■ Activity ■
All that is needed is every record, duplicated exactly.
== Listed records
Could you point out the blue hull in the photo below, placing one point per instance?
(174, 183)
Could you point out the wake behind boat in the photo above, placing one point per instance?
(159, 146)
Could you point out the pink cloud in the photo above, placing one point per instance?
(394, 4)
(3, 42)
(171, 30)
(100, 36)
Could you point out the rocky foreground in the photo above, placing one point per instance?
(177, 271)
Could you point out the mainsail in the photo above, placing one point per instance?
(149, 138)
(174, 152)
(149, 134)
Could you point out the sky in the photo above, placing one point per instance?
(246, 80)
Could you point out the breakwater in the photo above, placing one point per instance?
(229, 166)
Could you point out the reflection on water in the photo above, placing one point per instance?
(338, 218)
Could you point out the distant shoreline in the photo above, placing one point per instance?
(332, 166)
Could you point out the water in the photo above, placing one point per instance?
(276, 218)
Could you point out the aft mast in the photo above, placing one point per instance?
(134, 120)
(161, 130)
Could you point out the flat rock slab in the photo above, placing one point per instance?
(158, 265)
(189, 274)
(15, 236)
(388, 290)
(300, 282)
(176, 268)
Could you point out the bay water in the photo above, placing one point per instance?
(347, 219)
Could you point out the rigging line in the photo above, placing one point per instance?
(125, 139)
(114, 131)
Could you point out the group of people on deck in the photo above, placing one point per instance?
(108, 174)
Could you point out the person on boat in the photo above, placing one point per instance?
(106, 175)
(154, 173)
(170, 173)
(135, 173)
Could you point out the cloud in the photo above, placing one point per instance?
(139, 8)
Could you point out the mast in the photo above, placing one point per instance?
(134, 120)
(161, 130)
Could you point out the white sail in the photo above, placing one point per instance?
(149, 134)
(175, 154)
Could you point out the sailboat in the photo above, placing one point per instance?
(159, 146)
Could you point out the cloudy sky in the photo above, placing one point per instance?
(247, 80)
====
■ Exercise solution ■
Could you point out the blue hull in the photo below, placing one point per instance?
(174, 183)
Could you point out the wake behind boat in the photo above, placing one point per instance?
(159, 146)
Could you point out the pink cloud in the photo above, placing one point per instance?
(394, 4)
(3, 42)
(171, 30)
(100, 36)
Could you point out the rocky foreground in the photo above, placing one point per instance?
(177, 271)
Could you point out the mainsail in the photo above, placing one point per instance?
(149, 138)
(174, 152)
(149, 134)
Could you point out the sky in the photo above, placing one point per instance?
(246, 80)
Could you point out the breakwater in the photo above, placing one point per instance?
(229, 166)
Could you point out the reflection on water in the photo above, placing one point per instance?
(338, 218)
Could you point out the distant shoreline in the photo above, placing one point per instance?
(332, 166)
Could you point out the water in the photo above, placing one point per instance?
(276, 218)
Could you point out the aft mast in the photo above, placing one point per instance?
(134, 120)
(161, 130)
Could you point out the flat rock slab in the photo above, placing one point per instance?
(158, 265)
(189, 274)
(15, 236)
(388, 290)
(300, 282)
(176, 268)
Could you point out the bay water in the photo above, placing one point per instance?
(347, 219)
Could you point out the rigging line in the photo above, placing one point per instance?
(125, 139)
(114, 131)
Could you point out the group of people on deck in the photo above, placing one point per instance?
(108, 174)
Could you point out the person on boat in the photo above, placing one point per instance?
(106, 175)
(154, 173)
(170, 173)
(135, 173)
Could you point out the cloud in the photo above, placing one point per instance?
(139, 8)
Could you point out the mast in the photo above, placing one point per instance?
(134, 120)
(161, 130)
Could you point out the white sail in the photo above, placing one point per instance?
(149, 134)
(175, 154)
Could you point out the sailboat in the photo above, placing one point per instance?
(159, 146)
Could you point out the cloudy sky in the photo above, placing one point per instance?
(247, 80)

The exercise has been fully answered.